* Set exercise 1 *
According to the homework page below, at what path is the special installation of Wireshark that doesn't require root privileges?

* Text segment *

+===+

|
|
|
|
Homework 3: Protocol Layers
Out: Wednesday April 24
Due: Wednesday May 1 (midnight)
Turnin: Online
Teams No, do this individually
Objectives
To learn to capture and analyze packets using wireshark.
To learn how protocols and layering are represented in packets.
Maximum Score: 50 points
Requirements
Wireshark: This lab uses the Wireshark
software tool to capture and examine a packet trace. A packet trace is a record
of traffic at a location on the network, as if a snapshot was taken of all the
bits that passed across a particular wire. The packet trace records a
timestamp for each packet, along with the bits that make up the packet, from
the lower-layer headers to the higher-layer contents. Wireshark runs on most
operating systems, including Windows, Mac and Linux. It provides a graphical UI
that shows the sequence of packets and the meaning of the bits when interpreted
as protocol headers and data. It color-codes packets by their type, and has
various ways to filter and analyze packets to let you investigate the behavior
of network protocols. Wireshark is widely used to troubleshoot networks. You
can download it from www.wireshark.org if it is not already installed on your
computer.
Running Wireshark requires root privileges. On your
own machine, that shouldn't be a problem. For use on attu and
the lab Linux workstations, there is a special installation of Wireshark at /usr/sbin/wireshark that doesn't
require root, but limits you to examining log files (rather than capturing live
data from the network). (Note: Do
NOT just issue the command 'wireshark' on CSE machines. That will launch a
version that will fail (on an insufficient privileges problem). Instead, give
the full pathname to the correct version, /usr/sbin/wireshark .)
Launch Wireshark from the
command line. Select "Open" on the screen that appears to open the
log file.
wget / curl: This lab uses wget
(Linux and Windows) and curl (Mac) to fetch web
resources. wget and curl
are command-line programs that let you fetch a URL. Unlike a web browser, which
fetches and executes entire pages, wget and curl
give you control over exactly which URLs you fetch and when you fetch them. Under
Linux, wget can be installed via your package
manager. Under Windows, wget is available as a binary;
look for download information on http://www.gnu.org/software/wget/. Under
Mac, curl comes installed with the OS. Both have many
options (try wget --help or curl
--help to see) but a URL can be fetched simply with wget
URL or curl URL .
Both curl and wget are installed on attu.
Trace File is here
Step 1(Optional): Capture a Trace
This part teaches you to
capture a network trace using wireshark. The graded assignment, however, will
ask you to use the given trace. Thus, you may skip this if you want.
We want this trace to look
at the protocol structure of packets. A simple Web fetch of a URL from a server
of your choice to your computer, which is the client, will serve as traffic.
Pick a URL and fetch it with wget
or curl. For example,
wget http://www.cs.washington.edu
or curl http://www.cs.washington.edu.

+===+

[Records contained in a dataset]
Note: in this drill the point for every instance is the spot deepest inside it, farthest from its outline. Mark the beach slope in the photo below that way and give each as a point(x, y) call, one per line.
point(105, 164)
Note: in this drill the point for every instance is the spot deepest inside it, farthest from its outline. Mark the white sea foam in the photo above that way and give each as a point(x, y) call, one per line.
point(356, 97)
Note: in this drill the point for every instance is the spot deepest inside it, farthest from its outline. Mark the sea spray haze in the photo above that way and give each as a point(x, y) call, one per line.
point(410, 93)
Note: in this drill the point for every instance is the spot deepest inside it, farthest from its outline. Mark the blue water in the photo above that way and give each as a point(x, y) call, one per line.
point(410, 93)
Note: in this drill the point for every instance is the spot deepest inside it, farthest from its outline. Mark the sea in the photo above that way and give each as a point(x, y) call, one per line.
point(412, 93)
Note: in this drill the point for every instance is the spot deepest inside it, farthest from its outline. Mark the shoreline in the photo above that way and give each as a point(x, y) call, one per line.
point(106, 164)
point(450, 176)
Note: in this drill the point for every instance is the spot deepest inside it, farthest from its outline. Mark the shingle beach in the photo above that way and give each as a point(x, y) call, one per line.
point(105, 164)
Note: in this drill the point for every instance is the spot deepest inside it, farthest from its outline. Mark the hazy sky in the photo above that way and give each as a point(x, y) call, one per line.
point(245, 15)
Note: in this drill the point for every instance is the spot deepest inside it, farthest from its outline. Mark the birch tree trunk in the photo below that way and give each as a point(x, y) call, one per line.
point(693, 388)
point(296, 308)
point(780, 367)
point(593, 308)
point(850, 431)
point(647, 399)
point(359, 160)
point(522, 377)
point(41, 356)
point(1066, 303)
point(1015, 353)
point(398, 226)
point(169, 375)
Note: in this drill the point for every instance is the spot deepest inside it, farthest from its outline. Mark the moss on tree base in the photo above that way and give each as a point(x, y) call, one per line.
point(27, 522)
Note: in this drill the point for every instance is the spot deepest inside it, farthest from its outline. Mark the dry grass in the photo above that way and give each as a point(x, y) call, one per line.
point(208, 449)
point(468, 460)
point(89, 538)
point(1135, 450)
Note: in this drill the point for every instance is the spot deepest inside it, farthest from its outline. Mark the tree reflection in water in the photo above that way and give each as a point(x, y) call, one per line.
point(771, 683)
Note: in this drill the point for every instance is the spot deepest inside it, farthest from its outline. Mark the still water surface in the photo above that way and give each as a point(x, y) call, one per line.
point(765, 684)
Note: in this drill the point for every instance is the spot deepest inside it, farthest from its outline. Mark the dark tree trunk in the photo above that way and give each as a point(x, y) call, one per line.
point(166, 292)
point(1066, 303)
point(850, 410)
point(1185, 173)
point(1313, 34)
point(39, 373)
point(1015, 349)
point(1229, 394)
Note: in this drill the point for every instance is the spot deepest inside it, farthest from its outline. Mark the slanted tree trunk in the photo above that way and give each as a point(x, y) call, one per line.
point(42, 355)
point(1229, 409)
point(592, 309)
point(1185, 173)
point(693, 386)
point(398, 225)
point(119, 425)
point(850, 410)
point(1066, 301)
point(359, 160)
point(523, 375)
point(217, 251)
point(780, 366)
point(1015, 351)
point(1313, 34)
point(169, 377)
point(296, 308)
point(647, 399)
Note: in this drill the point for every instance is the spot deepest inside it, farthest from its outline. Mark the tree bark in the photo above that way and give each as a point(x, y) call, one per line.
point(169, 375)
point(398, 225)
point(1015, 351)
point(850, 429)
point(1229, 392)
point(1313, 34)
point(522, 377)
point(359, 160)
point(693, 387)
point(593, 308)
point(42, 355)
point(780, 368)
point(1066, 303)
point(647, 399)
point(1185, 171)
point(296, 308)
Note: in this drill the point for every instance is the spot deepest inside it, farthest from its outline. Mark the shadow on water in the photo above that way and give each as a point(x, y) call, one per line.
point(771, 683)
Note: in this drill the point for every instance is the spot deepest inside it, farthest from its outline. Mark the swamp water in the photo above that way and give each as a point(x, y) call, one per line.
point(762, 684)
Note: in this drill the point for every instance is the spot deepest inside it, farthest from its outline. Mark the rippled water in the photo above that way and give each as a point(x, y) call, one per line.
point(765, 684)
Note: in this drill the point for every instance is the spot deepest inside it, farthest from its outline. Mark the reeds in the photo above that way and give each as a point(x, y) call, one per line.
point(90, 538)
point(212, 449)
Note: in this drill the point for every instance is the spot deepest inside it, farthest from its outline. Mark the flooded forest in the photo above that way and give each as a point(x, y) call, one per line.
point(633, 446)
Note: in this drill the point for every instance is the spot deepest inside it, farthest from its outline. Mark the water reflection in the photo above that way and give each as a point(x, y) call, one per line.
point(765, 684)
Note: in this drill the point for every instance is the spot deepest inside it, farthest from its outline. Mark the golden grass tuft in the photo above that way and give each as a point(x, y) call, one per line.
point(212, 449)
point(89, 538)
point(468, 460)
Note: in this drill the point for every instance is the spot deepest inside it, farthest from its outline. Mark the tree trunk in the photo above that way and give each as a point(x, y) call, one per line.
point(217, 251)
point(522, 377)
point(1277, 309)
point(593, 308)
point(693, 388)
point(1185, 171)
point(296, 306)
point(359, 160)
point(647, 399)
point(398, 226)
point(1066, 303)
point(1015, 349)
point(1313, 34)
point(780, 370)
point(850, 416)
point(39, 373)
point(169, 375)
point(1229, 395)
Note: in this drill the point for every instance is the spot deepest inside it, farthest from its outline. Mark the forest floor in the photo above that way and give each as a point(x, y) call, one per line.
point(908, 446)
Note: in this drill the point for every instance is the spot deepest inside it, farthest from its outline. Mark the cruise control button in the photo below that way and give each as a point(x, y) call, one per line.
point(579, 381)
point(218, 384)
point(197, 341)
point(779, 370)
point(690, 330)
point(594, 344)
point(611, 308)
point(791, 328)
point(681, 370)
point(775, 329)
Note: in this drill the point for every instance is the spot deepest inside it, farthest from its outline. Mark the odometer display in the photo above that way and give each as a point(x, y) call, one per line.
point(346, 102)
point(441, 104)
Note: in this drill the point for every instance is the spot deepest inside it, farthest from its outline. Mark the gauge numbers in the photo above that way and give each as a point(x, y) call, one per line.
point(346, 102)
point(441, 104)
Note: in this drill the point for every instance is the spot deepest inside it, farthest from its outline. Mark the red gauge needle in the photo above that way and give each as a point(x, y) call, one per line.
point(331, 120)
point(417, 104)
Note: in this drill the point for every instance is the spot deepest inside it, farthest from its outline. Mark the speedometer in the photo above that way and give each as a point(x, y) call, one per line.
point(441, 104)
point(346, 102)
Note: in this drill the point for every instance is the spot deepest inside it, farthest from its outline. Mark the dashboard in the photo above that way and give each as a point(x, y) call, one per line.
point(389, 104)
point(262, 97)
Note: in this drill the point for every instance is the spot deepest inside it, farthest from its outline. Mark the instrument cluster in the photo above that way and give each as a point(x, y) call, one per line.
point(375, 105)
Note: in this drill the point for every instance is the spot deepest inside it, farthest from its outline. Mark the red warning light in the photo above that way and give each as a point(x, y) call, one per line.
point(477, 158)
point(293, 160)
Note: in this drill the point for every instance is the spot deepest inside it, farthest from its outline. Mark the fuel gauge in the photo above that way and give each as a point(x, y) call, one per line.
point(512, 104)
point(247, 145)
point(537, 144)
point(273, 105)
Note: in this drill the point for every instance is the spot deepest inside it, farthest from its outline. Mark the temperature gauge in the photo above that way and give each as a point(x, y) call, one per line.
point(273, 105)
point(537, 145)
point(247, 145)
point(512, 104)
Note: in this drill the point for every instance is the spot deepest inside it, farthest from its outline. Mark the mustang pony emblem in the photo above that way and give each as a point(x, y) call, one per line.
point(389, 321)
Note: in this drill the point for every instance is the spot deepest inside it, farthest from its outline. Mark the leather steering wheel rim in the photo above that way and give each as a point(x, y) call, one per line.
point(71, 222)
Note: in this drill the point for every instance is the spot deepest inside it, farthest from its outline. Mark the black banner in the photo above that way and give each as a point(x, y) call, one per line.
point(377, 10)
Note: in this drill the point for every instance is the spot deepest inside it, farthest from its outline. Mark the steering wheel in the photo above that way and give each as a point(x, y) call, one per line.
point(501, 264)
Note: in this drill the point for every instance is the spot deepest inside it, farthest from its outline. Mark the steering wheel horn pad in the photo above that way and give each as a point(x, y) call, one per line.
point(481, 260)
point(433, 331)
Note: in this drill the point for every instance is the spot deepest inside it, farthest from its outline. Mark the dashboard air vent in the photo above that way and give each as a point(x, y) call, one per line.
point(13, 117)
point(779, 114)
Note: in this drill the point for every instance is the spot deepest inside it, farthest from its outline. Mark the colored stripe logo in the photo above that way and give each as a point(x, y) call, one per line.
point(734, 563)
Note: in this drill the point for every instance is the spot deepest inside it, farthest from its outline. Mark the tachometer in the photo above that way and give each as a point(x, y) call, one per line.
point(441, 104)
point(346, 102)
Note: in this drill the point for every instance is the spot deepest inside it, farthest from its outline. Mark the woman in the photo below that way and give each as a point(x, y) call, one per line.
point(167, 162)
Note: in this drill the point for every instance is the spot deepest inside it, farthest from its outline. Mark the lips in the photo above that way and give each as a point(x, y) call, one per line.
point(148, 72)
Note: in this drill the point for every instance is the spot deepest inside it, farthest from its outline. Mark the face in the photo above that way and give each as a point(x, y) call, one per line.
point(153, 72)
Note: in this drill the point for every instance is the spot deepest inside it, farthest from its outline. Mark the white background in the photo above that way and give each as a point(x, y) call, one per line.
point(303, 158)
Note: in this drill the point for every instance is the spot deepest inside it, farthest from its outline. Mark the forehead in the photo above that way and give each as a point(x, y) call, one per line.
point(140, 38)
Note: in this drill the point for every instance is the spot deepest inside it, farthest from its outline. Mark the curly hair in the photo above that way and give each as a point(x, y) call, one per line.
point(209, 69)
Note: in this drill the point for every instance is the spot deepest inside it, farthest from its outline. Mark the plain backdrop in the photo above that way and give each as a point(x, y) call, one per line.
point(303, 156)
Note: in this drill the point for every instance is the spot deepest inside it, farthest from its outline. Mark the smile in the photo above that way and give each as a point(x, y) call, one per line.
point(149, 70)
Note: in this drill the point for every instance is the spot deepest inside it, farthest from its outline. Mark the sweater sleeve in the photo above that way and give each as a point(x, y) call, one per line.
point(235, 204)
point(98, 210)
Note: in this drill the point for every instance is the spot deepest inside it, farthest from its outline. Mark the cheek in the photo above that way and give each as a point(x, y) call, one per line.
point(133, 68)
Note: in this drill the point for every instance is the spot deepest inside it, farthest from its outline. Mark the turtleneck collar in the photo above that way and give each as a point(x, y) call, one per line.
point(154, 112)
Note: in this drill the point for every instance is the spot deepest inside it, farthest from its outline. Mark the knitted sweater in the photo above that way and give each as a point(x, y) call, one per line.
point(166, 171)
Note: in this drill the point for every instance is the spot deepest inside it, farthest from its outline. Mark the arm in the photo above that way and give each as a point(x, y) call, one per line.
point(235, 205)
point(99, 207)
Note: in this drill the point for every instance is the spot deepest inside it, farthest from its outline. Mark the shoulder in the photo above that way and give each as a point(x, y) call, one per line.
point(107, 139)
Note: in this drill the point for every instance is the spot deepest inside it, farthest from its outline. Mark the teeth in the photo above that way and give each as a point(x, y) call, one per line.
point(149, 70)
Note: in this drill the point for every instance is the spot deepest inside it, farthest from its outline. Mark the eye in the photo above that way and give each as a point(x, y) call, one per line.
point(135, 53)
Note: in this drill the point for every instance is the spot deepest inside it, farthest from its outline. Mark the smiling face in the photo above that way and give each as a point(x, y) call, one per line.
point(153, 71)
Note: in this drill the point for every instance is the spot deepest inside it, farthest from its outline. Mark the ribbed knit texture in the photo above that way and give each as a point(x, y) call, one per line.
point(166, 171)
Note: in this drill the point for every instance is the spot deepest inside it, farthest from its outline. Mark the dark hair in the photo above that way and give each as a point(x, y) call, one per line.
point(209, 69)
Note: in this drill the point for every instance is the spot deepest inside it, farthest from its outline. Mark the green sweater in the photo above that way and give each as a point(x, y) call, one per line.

+===+

* Set exercise 2 *
Return every line of the listing above that contains the string "steering".

* Task response 1 *
/usr/sbin/wireshark

* Task response 2 *
Note: in this drill the point for every instance is the spot deepest inside it, farthest from its outline. Mark the leather steering wheel rim in the photo above that way and give each as a point(x, y) call, one per line.
Note: in this drill the point for every instance is the spot deepest inside it, farthest from its outline. Mark the steering wheel in the photo above that way and give each as a point(x, y) call, one per line.
Note: in this drill the point for every instance is the spot deepest inside it, farthest from its outline. Mark the steering wheel horn pad in the photo above that way and give each as a point(x, y) call, one per line.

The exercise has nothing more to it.